### WHAT IS ASKED
How many lines in the records below contain the string "every"? Case matters. Reply with the number alone.
======== MATERIAL SHOWN ========
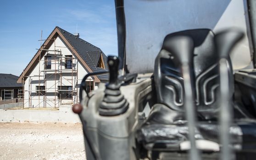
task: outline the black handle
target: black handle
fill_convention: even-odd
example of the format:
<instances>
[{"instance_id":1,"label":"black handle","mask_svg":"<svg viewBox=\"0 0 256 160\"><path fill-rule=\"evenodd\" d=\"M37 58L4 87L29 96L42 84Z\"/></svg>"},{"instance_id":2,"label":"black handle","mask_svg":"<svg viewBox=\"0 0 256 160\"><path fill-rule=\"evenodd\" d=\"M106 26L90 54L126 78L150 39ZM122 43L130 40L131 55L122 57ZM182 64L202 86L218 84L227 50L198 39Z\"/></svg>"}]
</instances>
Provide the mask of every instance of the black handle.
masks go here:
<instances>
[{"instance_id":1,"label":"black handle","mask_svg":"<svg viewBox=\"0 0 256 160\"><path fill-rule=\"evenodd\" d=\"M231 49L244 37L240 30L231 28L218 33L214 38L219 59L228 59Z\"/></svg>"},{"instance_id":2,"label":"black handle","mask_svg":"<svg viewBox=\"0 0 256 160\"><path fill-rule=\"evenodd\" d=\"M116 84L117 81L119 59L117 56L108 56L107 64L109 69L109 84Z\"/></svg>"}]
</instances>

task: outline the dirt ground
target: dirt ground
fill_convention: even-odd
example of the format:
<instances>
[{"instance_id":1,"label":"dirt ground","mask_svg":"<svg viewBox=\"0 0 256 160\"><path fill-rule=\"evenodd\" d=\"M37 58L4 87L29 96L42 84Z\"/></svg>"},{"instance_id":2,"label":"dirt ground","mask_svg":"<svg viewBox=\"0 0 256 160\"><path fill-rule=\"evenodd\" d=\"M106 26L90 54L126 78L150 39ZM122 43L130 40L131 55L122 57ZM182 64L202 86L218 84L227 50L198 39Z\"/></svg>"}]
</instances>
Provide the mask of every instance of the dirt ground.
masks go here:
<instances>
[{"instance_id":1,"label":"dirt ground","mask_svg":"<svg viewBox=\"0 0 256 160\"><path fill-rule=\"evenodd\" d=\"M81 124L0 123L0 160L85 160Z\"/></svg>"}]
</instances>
========
======== MATERIAL SHOWN ========
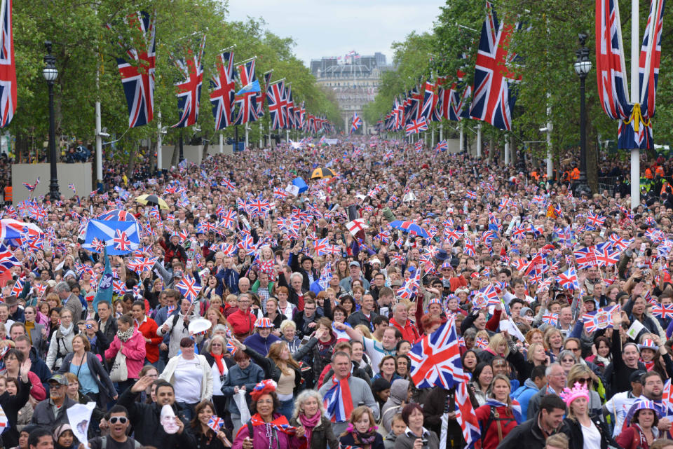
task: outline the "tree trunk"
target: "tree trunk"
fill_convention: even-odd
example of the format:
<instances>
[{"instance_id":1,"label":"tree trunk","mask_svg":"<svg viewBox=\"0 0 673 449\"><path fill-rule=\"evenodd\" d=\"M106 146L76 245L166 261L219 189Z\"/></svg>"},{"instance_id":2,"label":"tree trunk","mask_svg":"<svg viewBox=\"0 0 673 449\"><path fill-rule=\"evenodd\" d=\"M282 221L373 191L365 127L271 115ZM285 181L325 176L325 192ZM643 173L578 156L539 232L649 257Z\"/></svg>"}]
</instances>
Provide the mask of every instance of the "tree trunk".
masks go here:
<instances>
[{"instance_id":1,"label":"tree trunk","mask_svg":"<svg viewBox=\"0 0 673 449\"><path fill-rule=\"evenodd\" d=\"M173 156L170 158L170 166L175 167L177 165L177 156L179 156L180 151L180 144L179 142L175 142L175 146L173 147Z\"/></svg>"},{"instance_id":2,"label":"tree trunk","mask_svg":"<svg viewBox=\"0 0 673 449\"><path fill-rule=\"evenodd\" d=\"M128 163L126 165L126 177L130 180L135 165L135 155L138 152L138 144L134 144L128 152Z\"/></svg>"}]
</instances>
========
======== MATERIAL SHOWN ========
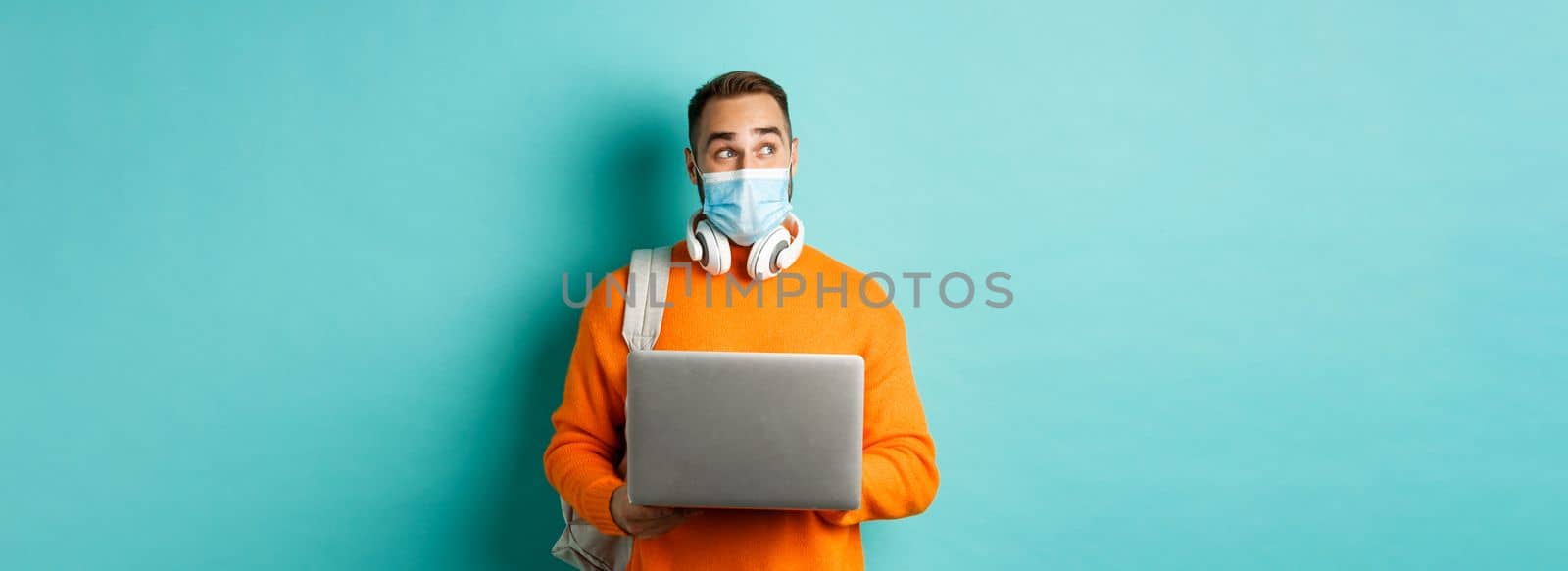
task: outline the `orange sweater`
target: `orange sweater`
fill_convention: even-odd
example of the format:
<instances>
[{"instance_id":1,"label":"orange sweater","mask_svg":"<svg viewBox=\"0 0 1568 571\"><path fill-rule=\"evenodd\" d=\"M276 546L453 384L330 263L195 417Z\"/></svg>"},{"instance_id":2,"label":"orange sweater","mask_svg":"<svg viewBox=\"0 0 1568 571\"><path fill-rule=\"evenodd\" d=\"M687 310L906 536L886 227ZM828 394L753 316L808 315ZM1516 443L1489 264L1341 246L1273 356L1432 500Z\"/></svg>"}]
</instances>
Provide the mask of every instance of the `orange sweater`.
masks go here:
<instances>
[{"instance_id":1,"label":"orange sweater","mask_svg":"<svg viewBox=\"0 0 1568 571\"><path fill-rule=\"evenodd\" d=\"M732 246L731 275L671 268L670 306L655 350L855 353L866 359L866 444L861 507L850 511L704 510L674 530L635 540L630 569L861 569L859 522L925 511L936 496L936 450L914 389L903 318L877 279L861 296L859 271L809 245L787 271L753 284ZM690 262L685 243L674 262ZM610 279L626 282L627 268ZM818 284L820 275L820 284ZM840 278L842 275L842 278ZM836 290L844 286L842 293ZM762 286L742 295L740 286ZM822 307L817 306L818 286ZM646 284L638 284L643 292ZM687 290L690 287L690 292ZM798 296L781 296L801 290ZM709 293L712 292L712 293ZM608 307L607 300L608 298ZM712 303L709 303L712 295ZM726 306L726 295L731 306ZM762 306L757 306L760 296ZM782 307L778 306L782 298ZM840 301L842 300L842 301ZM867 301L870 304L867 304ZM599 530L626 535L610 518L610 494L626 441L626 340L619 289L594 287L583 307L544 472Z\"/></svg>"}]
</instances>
========
### RESPONSE BELOW
4